Records of labeled boxes>
····················

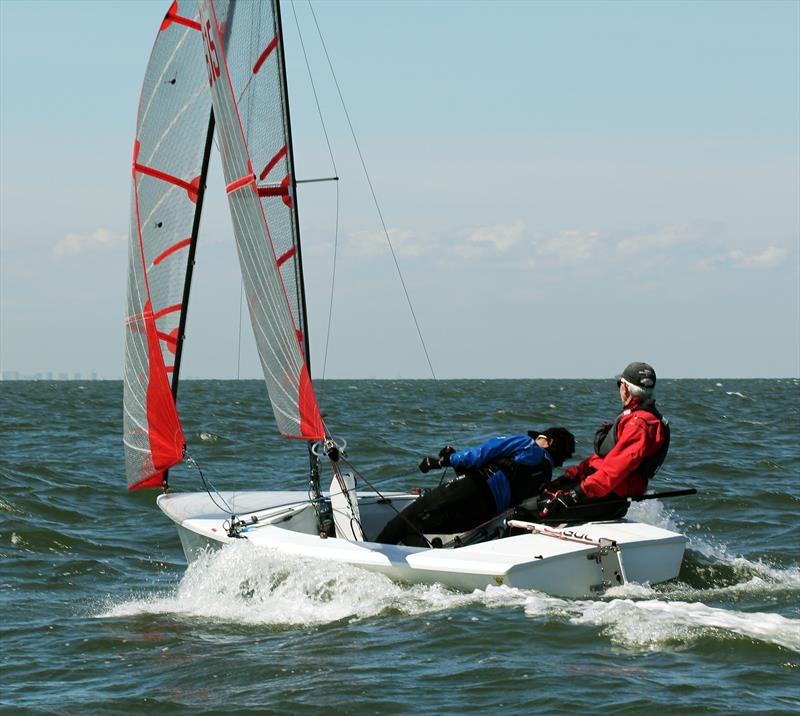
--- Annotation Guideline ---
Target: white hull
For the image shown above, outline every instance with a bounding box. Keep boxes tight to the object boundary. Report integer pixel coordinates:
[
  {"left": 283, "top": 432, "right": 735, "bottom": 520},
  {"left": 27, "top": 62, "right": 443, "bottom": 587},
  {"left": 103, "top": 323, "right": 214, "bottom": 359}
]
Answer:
[{"left": 158, "top": 492, "right": 686, "bottom": 597}]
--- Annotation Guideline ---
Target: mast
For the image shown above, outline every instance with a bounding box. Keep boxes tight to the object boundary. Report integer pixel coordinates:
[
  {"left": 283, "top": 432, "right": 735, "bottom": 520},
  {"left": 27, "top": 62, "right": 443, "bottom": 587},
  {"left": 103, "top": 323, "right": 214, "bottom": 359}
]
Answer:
[
  {"left": 272, "top": 0, "right": 322, "bottom": 504},
  {"left": 272, "top": 0, "right": 311, "bottom": 374},
  {"left": 170, "top": 114, "right": 214, "bottom": 400}
]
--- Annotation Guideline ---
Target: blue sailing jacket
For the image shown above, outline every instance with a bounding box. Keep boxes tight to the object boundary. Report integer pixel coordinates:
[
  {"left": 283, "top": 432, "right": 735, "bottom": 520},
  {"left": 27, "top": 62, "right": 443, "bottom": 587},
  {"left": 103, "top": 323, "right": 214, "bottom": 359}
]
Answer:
[{"left": 450, "top": 435, "right": 553, "bottom": 513}]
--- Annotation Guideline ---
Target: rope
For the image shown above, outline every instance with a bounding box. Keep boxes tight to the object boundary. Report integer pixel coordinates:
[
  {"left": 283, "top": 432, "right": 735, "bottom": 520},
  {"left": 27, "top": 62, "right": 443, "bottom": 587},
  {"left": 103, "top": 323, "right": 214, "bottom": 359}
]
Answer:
[
  {"left": 184, "top": 450, "right": 234, "bottom": 517},
  {"left": 308, "top": 0, "right": 437, "bottom": 380},
  {"left": 339, "top": 455, "right": 433, "bottom": 547}
]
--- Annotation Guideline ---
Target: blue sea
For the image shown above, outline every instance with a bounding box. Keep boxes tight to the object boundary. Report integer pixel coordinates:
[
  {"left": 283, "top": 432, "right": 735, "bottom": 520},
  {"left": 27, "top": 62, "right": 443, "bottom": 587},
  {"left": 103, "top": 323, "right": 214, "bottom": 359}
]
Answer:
[{"left": 0, "top": 379, "right": 800, "bottom": 714}]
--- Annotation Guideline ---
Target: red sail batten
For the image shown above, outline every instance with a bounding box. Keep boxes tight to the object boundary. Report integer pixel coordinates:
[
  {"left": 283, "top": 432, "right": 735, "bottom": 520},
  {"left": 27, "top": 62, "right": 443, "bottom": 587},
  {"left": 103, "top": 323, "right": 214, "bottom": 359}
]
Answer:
[
  {"left": 153, "top": 303, "right": 183, "bottom": 321},
  {"left": 258, "top": 144, "right": 289, "bottom": 181},
  {"left": 153, "top": 237, "right": 192, "bottom": 266},
  {"left": 298, "top": 363, "right": 325, "bottom": 440},
  {"left": 160, "top": 0, "right": 200, "bottom": 30},
  {"left": 256, "top": 174, "right": 292, "bottom": 209},
  {"left": 253, "top": 36, "right": 278, "bottom": 75},
  {"left": 133, "top": 162, "right": 200, "bottom": 203},
  {"left": 275, "top": 246, "right": 300, "bottom": 268},
  {"left": 225, "top": 174, "right": 256, "bottom": 194},
  {"left": 129, "top": 300, "right": 186, "bottom": 490}
]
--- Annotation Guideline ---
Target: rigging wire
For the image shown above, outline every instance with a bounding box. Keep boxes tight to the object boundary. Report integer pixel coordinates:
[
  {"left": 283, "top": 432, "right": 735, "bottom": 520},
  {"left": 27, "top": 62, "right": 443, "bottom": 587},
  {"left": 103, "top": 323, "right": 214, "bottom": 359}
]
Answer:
[
  {"left": 236, "top": 279, "right": 244, "bottom": 380},
  {"left": 292, "top": 0, "right": 339, "bottom": 389},
  {"left": 308, "top": 0, "right": 438, "bottom": 380},
  {"left": 184, "top": 450, "right": 234, "bottom": 517}
]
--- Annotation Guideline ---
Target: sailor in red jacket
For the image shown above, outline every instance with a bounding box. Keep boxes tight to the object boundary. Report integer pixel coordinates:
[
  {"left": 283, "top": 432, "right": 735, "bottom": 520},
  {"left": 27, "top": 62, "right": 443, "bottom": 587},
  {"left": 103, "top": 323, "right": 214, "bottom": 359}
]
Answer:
[{"left": 539, "top": 363, "right": 670, "bottom": 521}]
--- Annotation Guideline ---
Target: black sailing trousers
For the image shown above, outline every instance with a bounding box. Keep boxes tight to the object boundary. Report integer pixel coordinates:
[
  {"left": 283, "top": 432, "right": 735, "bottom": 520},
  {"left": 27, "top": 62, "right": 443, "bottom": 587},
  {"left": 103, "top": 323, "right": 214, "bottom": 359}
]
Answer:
[{"left": 375, "top": 473, "right": 497, "bottom": 547}]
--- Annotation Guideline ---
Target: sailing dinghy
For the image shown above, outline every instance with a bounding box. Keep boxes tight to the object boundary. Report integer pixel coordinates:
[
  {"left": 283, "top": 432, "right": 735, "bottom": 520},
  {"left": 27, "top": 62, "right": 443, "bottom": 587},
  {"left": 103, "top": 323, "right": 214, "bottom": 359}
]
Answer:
[{"left": 124, "top": 0, "right": 685, "bottom": 596}]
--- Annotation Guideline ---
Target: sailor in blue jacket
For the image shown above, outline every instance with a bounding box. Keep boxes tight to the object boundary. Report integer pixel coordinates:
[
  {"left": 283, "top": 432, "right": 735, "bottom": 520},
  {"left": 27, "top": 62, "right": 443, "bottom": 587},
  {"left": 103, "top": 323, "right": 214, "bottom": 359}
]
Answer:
[{"left": 375, "top": 428, "right": 575, "bottom": 547}]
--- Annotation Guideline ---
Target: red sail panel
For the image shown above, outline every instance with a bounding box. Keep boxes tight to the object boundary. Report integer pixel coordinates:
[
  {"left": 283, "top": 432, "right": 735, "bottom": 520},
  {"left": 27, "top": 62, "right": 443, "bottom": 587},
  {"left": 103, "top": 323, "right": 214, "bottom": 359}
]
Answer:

····················

REQUIREMENTS>
Show every line of the items above that contains the string "sailor". Case counts.

ANSWER TO THE TASK>
Target: sailor in red jacket
Target: sailor in blue jacket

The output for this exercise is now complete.